» **Instructions to follow**
Could you reproduce the passage on irrigation project classes in India from "1. Minor Irrigation" to "is felt immediately."?

» **Excerpt to read**
◆ ◆ ◆ ◆

The irrigation works in India are classified into major, medium and minor irrigation works. Since 1950, these works were classified on the basis of cost of these projects. Accordingly the major irrigation projects as those costing more than 5 crore, medium irrigation projects are those costing between Rs 25 lakh and Rs 5 Crore and minor irrigation works costing less than Rs 25 lakh each. But since 1978-79 the planning commission has introduced a new classifaction of irrigation schemes on the basis of cultural command area (CCA) as follows:

  1. Minor Irrigation projects: Minor irrigation projects are those with CCA up to 2000 hectares. The main advantage of minor irrigation project like tanks, tube wells, etc is that they require small investment, they can be completed within a short period and their effect on agricultural productivity is felt immediately.
  2. Medium irrigation projects:  Medium irrigation projects are those with CCA between 2,000 and 10,000 hectares. The main advantage of medium irrigation projects like small dams, etc, is that they involve
  3. Major irrigation projects: Major irrigation project are those with CCA of more than 10,000 hectares. Major irrigation projects involve huge investment and take a long period of completion. But they have large irrigation capacity and can serve lakhs of hectares of land.

◆ ◆ ◆ ◆

» **Entries supplied**
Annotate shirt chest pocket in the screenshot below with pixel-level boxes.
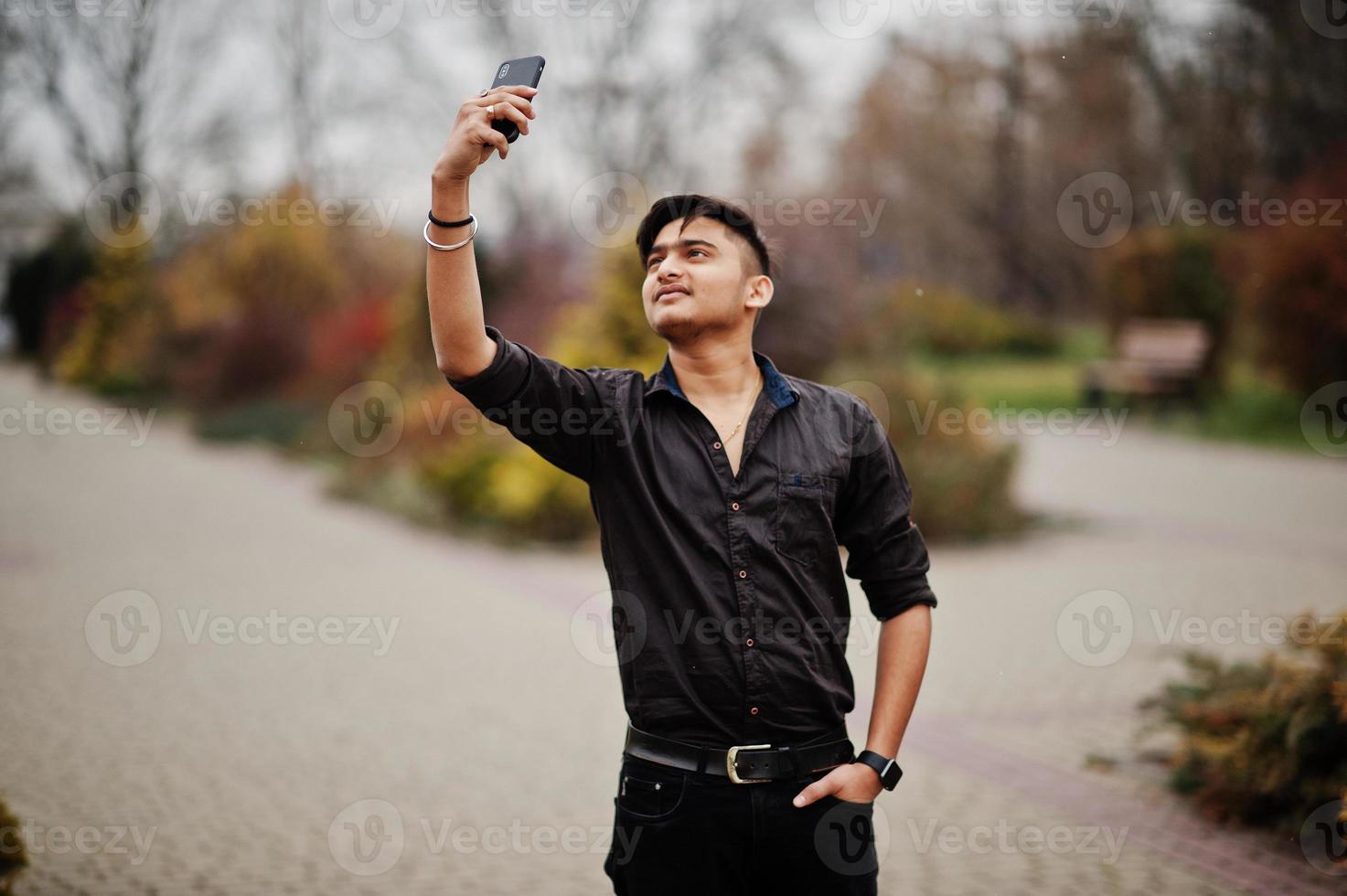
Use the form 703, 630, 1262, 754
775, 473, 838, 566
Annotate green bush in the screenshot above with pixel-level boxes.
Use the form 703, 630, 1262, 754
868, 281, 1062, 356
194, 399, 318, 447
1245, 160, 1347, 393
0, 799, 28, 896
877, 372, 1028, 541
421, 246, 657, 540
1141, 613, 1347, 837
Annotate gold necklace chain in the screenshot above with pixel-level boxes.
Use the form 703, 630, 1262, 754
724, 370, 763, 443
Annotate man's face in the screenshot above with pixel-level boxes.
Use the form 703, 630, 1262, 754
641, 219, 771, 342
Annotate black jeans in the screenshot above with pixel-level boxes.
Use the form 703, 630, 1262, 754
604, 753, 878, 896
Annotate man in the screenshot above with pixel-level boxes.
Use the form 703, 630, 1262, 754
425, 86, 936, 896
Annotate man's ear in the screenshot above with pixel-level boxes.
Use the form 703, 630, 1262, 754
743, 273, 775, 308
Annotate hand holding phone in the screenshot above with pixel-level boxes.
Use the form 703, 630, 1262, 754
486, 57, 547, 143
431, 57, 543, 183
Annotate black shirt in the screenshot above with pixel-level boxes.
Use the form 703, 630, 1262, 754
446, 326, 936, 746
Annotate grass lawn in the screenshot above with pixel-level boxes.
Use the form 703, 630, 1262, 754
912, 326, 1312, 452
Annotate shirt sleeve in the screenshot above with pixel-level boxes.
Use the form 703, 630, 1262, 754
444, 325, 615, 481
834, 401, 936, 621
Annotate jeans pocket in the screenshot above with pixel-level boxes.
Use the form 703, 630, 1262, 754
613, 760, 689, 822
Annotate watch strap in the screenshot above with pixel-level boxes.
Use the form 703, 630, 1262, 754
855, 749, 903, 790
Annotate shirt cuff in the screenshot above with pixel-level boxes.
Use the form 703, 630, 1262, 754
861, 575, 937, 623
444, 324, 528, 409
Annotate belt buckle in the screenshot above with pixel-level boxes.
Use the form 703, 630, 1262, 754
724, 743, 772, 784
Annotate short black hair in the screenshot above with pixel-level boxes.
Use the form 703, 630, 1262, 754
636, 193, 772, 276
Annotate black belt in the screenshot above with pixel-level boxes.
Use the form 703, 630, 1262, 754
623, 722, 855, 784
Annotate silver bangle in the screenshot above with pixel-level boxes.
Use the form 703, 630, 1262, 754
422, 213, 476, 252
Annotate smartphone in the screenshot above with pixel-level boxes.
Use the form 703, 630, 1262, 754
492, 57, 547, 143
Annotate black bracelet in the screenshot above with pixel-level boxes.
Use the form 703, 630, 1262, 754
427, 211, 473, 228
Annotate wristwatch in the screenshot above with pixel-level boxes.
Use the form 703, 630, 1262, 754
852, 749, 903, 790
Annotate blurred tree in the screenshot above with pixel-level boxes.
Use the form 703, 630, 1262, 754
1244, 155, 1347, 392
4, 219, 94, 363
54, 223, 166, 393
6, 0, 240, 194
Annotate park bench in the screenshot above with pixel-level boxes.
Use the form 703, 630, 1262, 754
1083, 318, 1213, 407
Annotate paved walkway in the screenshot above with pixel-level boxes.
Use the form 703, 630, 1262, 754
0, 365, 1347, 896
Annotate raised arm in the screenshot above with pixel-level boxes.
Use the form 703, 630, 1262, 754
425, 85, 538, 380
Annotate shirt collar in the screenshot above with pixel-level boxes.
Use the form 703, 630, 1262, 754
646, 350, 800, 410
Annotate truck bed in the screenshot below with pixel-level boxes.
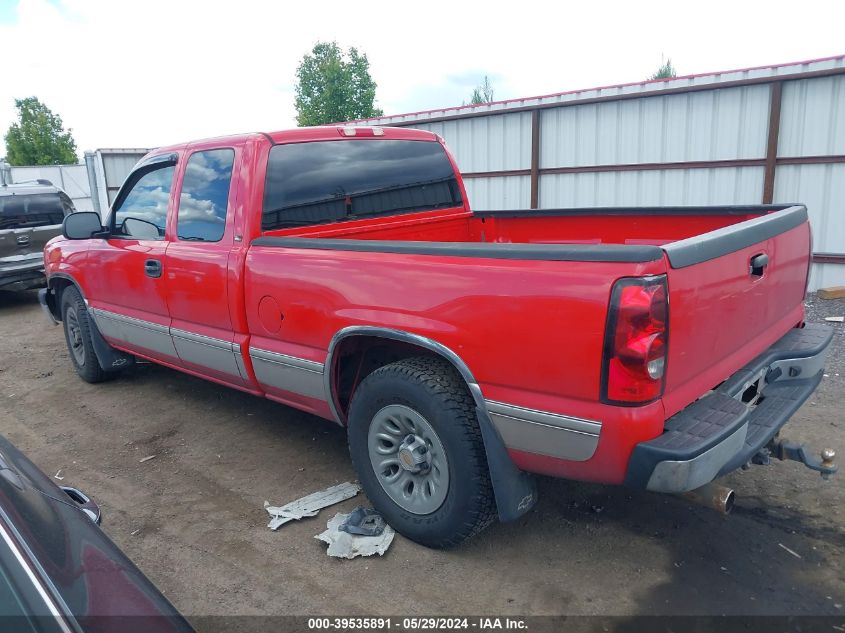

◆ ◆ ◆ ◆

» **Exercise output**
1. Minor Irrigation projects: Minor irrigation projects are those with CCA up to 2000 hectares. The main advantage of minor irrigation project like tanks, tube wells, etc is that they require small investment, they can be completed within a short period and their effect on agricultural productivity is felt immediately.